THE TASK>
Retype, word for word, every line from the one holding "Box the sand dune." through the one holding "Box the hillside." in the entries below, both included, and only those lines.

MATERIAL SHOWN Block Start

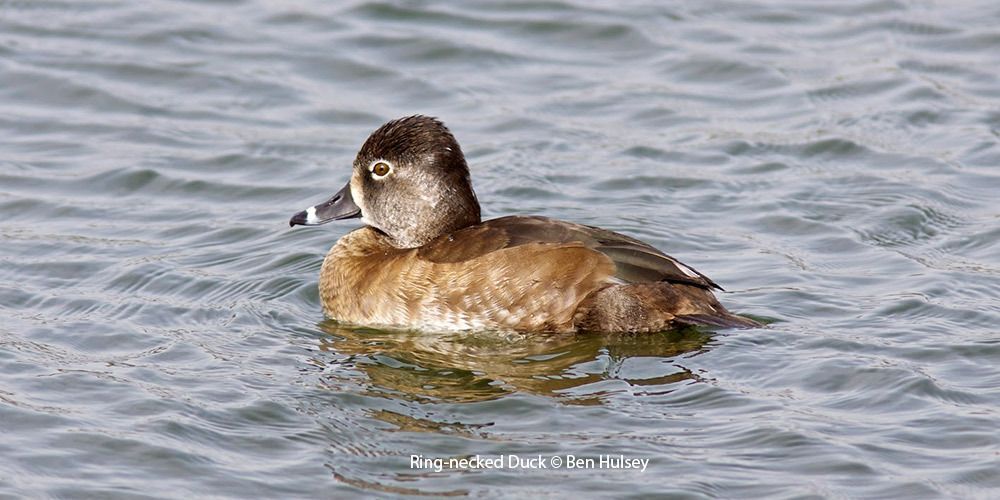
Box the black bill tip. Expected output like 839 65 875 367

MATERIAL SHOWN Block End
MATERIAL SHOWN Block Start

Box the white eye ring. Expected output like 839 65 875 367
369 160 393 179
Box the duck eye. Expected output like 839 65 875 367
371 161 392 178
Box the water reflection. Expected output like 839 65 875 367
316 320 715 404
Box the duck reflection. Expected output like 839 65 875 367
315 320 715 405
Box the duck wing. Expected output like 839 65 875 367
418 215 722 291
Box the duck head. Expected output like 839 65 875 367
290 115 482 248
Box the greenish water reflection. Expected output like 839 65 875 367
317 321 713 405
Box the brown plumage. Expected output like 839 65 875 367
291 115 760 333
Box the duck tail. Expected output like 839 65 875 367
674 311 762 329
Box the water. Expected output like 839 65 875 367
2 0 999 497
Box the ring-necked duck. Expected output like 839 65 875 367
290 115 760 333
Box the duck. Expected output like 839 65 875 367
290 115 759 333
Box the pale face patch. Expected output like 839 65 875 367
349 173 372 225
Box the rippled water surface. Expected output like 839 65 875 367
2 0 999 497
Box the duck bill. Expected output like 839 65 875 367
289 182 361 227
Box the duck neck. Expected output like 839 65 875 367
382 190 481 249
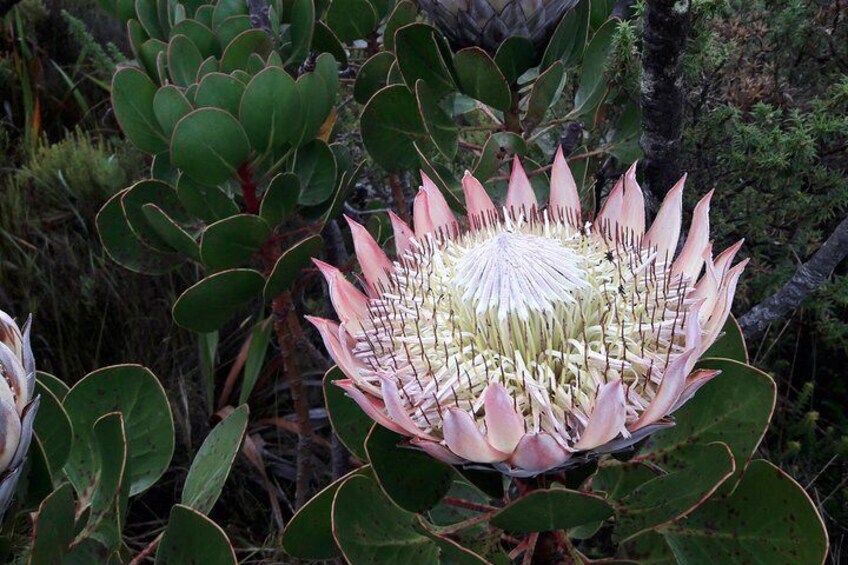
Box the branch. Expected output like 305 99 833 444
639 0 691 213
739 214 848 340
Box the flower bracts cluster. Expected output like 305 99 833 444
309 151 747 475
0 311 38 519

MATERIAL SHOWN Block End
MATERIAL SHOWN Block Start

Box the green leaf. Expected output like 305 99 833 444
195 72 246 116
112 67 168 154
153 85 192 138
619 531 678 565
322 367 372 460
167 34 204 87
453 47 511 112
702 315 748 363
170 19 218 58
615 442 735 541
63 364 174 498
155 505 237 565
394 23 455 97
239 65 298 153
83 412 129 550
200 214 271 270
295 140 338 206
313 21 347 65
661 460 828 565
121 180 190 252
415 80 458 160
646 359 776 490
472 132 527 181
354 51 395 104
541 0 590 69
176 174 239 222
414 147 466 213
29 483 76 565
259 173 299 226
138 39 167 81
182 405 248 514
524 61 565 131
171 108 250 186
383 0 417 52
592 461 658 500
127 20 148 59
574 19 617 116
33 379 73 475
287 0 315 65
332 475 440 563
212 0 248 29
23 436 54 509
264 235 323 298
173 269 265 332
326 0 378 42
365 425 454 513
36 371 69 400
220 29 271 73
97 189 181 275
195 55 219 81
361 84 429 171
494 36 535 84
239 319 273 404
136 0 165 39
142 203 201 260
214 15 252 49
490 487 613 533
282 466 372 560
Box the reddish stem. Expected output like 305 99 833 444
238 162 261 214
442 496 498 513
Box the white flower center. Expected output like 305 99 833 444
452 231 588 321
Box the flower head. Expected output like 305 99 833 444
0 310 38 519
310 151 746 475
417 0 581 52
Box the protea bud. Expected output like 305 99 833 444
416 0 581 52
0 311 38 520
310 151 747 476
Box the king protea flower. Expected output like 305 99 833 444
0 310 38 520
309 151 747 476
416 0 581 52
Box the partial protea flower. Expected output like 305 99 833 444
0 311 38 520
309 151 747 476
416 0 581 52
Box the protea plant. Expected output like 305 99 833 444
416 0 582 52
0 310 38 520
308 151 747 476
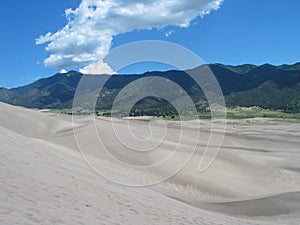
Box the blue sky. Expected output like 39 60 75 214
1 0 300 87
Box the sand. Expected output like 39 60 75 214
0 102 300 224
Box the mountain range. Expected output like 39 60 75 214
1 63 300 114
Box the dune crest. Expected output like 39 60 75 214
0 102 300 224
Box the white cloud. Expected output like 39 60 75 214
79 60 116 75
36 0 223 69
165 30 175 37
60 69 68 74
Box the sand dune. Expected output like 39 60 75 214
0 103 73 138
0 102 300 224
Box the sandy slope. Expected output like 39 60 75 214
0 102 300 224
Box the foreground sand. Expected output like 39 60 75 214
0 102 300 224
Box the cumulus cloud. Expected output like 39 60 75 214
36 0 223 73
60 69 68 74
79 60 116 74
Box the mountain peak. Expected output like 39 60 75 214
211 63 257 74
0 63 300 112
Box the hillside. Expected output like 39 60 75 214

MATERIAL SHOWN Block End

OUTPUT OF THE TASK>
Box the sand dune. Expected output like 39 60 75 214
0 103 73 138
0 102 300 224
Box the sandy slope. Expected output like 39 60 75 214
0 102 300 224
Box the foreground sand. Expected output like 39 60 75 214
0 102 300 224
Box the cumulus cloud. Expected output like 39 60 75 214
36 0 223 73
60 69 68 74
79 60 116 74
Box the mountain peak. Expected output like 39 60 75 214
211 63 257 74
0 63 300 112
Box the hillside. Expected output like 39 60 75 214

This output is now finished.